= What you need to do =
Would you please repeat the data exactly as given?

[Stored dataset items]
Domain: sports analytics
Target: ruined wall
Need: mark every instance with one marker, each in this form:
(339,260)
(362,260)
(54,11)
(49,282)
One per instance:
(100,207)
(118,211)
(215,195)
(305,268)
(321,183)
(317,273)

= Exercise result =
Domain: sports analytics
Target: ruined wall
Need: mark every instance with one marker, each in this form:
(339,260)
(362,260)
(54,11)
(49,282)
One per instance:
(100,207)
(118,211)
(215,195)
(305,268)
(321,183)
(317,273)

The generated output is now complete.